Instrucciones y requisitos:
Pasa todos los registros siguientes a una tabla Markdown con las columnas Núm y Línea. Pon una fila numerada por cada línea y omite las líneas en blanco.

Registros guardados:
---+---

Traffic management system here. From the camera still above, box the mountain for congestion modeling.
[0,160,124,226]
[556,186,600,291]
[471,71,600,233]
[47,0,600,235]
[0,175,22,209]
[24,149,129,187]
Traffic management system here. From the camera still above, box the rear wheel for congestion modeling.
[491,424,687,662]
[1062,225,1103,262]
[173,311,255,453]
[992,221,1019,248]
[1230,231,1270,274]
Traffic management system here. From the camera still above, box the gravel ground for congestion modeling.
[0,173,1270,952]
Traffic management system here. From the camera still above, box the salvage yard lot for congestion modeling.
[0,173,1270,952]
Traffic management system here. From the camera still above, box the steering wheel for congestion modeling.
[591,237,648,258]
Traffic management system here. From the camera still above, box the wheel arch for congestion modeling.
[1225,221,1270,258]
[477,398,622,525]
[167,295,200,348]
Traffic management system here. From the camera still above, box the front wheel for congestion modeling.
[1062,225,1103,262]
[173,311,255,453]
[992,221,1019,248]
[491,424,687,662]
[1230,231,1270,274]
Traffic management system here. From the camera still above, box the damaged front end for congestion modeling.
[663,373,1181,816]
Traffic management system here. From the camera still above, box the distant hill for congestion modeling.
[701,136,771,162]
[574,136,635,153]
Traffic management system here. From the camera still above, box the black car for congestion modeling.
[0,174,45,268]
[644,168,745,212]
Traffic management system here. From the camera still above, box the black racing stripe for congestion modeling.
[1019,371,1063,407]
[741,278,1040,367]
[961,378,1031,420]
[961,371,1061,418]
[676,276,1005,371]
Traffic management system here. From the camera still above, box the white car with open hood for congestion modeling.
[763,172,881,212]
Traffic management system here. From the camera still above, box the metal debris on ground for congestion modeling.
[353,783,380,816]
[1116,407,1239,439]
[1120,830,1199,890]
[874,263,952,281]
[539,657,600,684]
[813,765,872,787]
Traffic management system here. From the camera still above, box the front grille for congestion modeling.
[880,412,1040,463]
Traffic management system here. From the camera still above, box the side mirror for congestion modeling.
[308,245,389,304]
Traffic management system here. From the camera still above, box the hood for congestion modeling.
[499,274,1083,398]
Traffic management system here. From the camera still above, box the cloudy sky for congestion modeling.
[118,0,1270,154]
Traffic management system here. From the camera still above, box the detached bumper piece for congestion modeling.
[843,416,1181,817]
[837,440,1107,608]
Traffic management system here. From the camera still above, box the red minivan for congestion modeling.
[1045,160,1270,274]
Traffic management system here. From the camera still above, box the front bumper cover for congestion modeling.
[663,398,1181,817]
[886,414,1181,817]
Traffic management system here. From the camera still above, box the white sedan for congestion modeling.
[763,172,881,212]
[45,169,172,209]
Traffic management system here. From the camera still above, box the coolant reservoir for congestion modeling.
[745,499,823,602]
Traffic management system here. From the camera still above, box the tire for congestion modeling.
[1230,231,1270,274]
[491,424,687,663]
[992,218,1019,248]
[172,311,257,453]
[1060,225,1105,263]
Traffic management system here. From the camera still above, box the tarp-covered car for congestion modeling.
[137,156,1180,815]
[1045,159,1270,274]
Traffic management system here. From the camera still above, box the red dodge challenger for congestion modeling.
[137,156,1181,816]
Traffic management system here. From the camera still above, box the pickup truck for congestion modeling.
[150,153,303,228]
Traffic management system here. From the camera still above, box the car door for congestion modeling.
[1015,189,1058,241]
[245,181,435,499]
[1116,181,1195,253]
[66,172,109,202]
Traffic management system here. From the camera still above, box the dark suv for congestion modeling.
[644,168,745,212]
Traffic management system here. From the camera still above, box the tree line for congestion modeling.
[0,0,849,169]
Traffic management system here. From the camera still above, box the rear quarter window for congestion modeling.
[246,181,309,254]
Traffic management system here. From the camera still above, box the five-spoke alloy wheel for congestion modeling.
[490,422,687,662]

---+---

Ejercicio resuelto:
| Núm | Línea |
|---|---|
| 1 | Traffic management system here. From the camera still above, box the mountain for congestion modeling. |
| 2 | [0,160,124,226] |
| 3 | [556,186,600,291] |
| 4 | [471,71,600,233] |
| 5 | [47,0,600,235] |
| 6 | [0,175,22,209] |
| 7 | [24,149,129,187] |
| 8 | Traffic management system here. From the camera still above, box the rear wheel for congestion modeling. |
| 9 | [491,424,687,662] |
| 10 | [1062,225,1103,262] |
| 11 | [173,311,255,453] |
| 12 | [992,221,1019,248] |
| 13 | [1230,231,1270,274] |
| 14 | Traffic management system here. From the camera still above, box the gravel ground for congestion modeling. |
| 15 | [0,173,1270,952] |
| 16 | Traffic management system here. From the camera still above, box the salvage yard lot for congestion modeling. |
| 17 | [0,173,1270,952] |
| 18 | Traffic management system here. From the camera still above, box the steering wheel for congestion modeling. |
| 19 | [591,237,648,258] |
| 20 | Traffic management system here. From the camera still above, box the wheel arch for congestion modeling. |
| 21 | [1225,221,1270,258] |
| 22 | [477,398,622,525] |
| 23 | [167,295,200,348] |
| 24 | Traffic management system here. From the camera still above, box the front wheel for congestion modeling. |
| 25 | [1062,225,1103,262] |
| 26 | [173,311,255,453] |
| 27 | [992,221,1019,248] |
| 28 | [491,424,687,662] |
| 29 | [1230,231,1270,274] |
| 30 | Traffic management system here. From the camera still above, box the damaged front end for congestion modeling. |
| 31 | [663,373,1181,816] |
| 32 | Traffic management system here. From the camera still above, box the distant hill for congestion modeling. |
| 33 | [701,136,771,162] |
| 34 | [574,136,635,153] |
| 35 | Traffic management system here. From the camera still above, box the black car for congestion modeling. |
| 36 | [0,174,45,268] |
| 37 | [644,168,745,212] |
| 38 | Traffic management system here. From the camera still above, box the black racing stripe for congestion modeling. |
| 39 | [1019,371,1063,407] |
| 40 | [741,278,1040,367] |
| 41 | [961,378,1031,420] |
| 42 | [961,371,1061,418] |
| 43 | [676,276,1005,371] |
| 44 | Traffic management system here. From the camera still above, box the white car with open hood for congestion modeling. |
| 45 | [763,172,881,212] |
| 46 | Traffic management system here. From the camera still above, box the metal debris on ground for congestion modeling. |
| 47 | [353,783,380,816] |
| 48 | [1116,407,1239,439] |
| 49 | [1120,830,1199,890] |
| 50 | [874,263,952,281] |
| 51 | [539,657,600,684] |
| 52 | [813,765,872,787] |
| 53 | Traffic management system here. From the camera still above, box the front grille for congestion modeling. |
| 54 | [880,412,1040,463] |
| 55 | Traffic management system here. From the camera still above, box the side mirror for congestion modeling. |
| 56 | [308,245,389,304] |
| 57 | Traffic management system here. From the camera still above, box the hood for congestion modeling. |
| 58 | [499,274,1083,398] |
| 59 | Traffic management system here. From the camera still above, box the cloudy sky for congestion modeling. |
| 60 | [118,0,1270,154] |
| 61 | Traffic management system here. From the camera still above, box the detached bumper piece for congestion modeling. |
| 62 | [843,416,1181,817] |
| 63 | [837,440,1107,608] |
| 64 | Traffic management system here. From the camera still above, box the red minivan for congestion modeling. |
| 65 | [1045,160,1270,274] |
| 66 | Traffic management system here. From the camera still above, box the front bumper cover for congestion modeling. |
| 67 | [663,398,1181,817] |
| 68 | [886,414,1181,817] |
| 69 | Traffic management system here. From the camera still above, box the white sedan for congestion modeling. |
| 70 | [763,172,881,212] |
| 71 | [45,169,172,209] |
| 72 | Traffic management system here. From the camera still above, box the coolant reservoir for congestion modeling. |
| 73 | [745,499,823,602] |
| 74 | Traffic management system here. From the camera still above, box the tire for congestion modeling. |
| 75 | [1230,231,1270,274] |
| 76 | [491,424,687,663] |
| 77 | [992,218,1019,248] |
| 78 | [172,311,257,453] |
| 79 | [1060,225,1105,263] |
| 80 | Traffic management system here. From the camera still above, box the tarp-covered car for congestion modeling. |
| 81 | [137,156,1180,815] |
| 82 | [1045,159,1270,274] |
| 83 | Traffic management system here. From the camera still above, box the red dodge challenger for congestion modeling. |
| 84 | [137,156,1181,816] |
| 85 | Traffic management system here. From the camera still above, box the pickup truck for congestion modeling. |
| 86 | [150,153,303,228] |
| 87 | Traffic management system here. From the camera still above, box the car door for congestion modeling. |
| 88 | [1015,189,1058,241] |
| 89 | [245,181,435,499] |
| 90 | [1116,181,1195,253] |
| 91 | [66,172,109,202] |
| 92 | Traffic management system here. From the camera still above, box the dark suv for congestion modeling. |
| 93 | [644,168,745,212] |
| 94 | Traffic management system here. From the camera still above, box the tree line for congestion modeling. |
| 95 | [0,0,849,169] |
| 96 | Traffic management system here. From the camera still above, box the rear quarter window for congestion modeling. |
| 97 | [246,181,309,254] |
| 98 | Traffic management system here. From the camera still above, box the five-spoke alloy wheel for congestion modeling. |
| 99 | [490,422,687,662] |